--- Task description ---
Set down the line that has "Seedling-scouting request: tag the man's eyebrow" and each line beneath it, through the last line of the entries, exactly and with no others.

--- Task inputs ---
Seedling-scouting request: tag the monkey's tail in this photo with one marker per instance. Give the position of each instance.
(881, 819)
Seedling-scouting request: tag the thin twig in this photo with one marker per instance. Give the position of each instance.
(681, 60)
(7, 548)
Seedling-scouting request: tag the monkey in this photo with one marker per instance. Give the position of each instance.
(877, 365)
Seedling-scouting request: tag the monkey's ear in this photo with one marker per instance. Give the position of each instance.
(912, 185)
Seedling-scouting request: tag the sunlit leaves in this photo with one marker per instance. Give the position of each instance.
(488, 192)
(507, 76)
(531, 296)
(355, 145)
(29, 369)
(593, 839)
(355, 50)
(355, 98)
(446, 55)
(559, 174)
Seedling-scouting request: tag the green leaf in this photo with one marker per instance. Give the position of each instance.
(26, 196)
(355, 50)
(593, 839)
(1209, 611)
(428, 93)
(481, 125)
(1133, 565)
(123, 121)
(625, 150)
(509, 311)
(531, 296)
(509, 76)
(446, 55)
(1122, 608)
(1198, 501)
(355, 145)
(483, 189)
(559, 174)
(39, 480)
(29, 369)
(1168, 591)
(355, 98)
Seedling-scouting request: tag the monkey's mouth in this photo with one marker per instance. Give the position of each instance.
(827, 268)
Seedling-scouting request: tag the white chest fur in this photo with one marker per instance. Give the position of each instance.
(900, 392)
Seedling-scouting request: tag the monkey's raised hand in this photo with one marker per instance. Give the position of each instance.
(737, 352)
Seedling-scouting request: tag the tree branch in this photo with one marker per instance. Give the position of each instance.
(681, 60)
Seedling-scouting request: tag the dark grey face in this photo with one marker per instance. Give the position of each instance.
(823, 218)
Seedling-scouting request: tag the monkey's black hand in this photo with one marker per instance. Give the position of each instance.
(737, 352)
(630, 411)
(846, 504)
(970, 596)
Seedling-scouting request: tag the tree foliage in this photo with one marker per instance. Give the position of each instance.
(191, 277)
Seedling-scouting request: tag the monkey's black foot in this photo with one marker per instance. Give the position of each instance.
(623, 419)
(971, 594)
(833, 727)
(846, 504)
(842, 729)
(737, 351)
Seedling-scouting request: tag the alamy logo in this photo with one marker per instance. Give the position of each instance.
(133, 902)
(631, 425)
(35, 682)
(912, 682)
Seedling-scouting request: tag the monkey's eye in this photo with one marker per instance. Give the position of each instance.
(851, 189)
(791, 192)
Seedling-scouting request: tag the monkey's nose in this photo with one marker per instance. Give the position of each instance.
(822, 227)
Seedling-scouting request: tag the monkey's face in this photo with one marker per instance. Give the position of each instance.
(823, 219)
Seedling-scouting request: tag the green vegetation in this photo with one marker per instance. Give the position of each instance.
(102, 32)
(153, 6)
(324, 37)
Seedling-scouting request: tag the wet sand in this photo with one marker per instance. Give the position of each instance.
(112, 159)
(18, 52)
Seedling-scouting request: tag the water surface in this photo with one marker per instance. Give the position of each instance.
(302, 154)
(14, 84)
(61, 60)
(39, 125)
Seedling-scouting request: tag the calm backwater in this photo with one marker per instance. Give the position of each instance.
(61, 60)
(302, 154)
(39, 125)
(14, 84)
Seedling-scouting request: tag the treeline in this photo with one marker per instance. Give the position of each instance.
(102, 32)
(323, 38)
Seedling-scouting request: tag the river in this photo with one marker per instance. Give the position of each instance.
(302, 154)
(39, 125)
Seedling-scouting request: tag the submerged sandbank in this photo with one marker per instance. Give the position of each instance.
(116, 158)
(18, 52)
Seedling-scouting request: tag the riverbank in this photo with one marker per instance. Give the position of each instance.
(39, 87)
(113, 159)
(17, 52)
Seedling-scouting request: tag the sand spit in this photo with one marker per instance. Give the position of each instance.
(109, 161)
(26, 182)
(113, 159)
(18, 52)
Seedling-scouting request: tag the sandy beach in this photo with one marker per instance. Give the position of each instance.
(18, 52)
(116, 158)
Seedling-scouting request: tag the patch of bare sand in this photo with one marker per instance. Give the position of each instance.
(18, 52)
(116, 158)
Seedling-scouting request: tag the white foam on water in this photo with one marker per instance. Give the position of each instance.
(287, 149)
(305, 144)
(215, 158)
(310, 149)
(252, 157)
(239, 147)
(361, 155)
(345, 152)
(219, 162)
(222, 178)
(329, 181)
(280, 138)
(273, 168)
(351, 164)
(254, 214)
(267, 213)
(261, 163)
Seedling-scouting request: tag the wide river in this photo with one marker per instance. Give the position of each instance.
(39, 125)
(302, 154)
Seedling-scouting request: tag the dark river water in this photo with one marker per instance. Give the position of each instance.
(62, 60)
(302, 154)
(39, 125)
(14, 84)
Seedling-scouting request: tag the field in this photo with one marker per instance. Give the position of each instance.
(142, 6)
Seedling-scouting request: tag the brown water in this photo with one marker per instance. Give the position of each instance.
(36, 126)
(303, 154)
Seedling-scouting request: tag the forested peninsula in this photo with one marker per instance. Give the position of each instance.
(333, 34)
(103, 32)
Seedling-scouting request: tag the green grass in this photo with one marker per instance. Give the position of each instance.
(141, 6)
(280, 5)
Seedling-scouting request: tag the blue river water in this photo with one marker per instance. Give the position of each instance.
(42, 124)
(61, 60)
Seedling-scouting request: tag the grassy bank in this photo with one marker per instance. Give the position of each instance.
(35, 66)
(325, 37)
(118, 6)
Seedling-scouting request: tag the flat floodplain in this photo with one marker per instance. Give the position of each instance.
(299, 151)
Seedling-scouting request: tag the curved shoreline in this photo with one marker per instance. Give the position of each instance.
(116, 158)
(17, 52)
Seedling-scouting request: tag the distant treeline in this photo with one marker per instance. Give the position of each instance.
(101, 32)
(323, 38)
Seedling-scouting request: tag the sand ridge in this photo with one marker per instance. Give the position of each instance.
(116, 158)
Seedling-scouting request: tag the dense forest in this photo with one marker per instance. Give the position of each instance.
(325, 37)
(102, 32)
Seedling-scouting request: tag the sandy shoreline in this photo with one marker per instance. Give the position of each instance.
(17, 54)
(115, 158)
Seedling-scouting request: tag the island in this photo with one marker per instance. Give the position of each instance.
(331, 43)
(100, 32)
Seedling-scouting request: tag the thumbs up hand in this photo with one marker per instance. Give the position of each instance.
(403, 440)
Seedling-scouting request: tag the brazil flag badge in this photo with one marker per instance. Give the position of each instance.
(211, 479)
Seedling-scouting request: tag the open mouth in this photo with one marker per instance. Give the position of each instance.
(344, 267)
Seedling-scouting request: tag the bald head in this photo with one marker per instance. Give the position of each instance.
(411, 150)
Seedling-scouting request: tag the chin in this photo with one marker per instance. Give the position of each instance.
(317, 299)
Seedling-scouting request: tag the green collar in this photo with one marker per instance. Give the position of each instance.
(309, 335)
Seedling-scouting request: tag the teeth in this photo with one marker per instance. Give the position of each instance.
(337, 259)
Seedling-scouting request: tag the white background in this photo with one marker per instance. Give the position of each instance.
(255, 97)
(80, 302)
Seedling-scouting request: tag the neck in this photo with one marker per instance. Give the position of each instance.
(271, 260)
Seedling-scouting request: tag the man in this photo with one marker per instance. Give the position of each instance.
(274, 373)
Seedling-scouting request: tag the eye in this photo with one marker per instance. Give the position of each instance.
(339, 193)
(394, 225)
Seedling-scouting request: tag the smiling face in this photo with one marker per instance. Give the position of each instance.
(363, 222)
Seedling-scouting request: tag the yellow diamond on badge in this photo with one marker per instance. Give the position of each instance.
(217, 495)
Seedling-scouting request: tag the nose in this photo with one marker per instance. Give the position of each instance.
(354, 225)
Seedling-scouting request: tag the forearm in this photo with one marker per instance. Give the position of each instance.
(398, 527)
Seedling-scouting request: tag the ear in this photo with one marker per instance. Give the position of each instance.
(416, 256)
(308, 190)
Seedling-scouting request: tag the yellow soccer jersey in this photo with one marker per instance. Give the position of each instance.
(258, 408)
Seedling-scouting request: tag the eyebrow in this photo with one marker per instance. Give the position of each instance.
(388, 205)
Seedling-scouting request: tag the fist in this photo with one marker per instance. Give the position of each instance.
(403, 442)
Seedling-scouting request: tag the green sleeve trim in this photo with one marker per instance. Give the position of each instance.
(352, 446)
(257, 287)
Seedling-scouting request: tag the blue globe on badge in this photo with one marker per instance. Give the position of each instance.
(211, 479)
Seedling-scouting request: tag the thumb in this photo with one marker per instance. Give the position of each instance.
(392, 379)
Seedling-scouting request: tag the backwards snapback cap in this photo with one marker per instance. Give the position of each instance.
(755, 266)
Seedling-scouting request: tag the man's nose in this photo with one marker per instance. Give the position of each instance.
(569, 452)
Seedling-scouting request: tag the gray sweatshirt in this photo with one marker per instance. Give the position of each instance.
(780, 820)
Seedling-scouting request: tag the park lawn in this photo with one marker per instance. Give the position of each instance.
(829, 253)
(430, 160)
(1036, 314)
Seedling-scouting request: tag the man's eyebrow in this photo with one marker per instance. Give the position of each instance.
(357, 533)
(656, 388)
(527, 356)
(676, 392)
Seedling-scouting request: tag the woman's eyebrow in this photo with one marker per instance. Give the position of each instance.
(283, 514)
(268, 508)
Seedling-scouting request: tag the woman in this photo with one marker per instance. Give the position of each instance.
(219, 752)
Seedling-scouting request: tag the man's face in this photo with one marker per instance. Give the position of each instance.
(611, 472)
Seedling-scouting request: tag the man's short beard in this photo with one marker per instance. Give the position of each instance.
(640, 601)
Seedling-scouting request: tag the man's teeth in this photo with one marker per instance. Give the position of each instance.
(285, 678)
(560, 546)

--- Exercise result ---
Seedling-scouting request: tag the man's eyebrow in this photo with one marker per instance. Give the position of each instance.
(357, 533)
(656, 388)
(527, 356)
(676, 392)
Seedling-scouting request: tag the woman's eyebrow in this photo with one marker per instance. Give the position of each instance.
(283, 514)
(268, 508)
Seedling-scouting request: tag the woman in this photo with one marker per instance. Give the position of each instance.
(219, 752)
Seedling-scouting request: tag the man's face in this photo with one marker per instance. Give the position of each instance.
(611, 472)
Seedling-scouting request: tag the man's short beard in this photo with one marker per instance. Give the position of each instance.
(640, 601)
Seedling-scouting request: tag the man's teeth in this photo with one marker per instance. Give the position of each instance.
(285, 678)
(560, 546)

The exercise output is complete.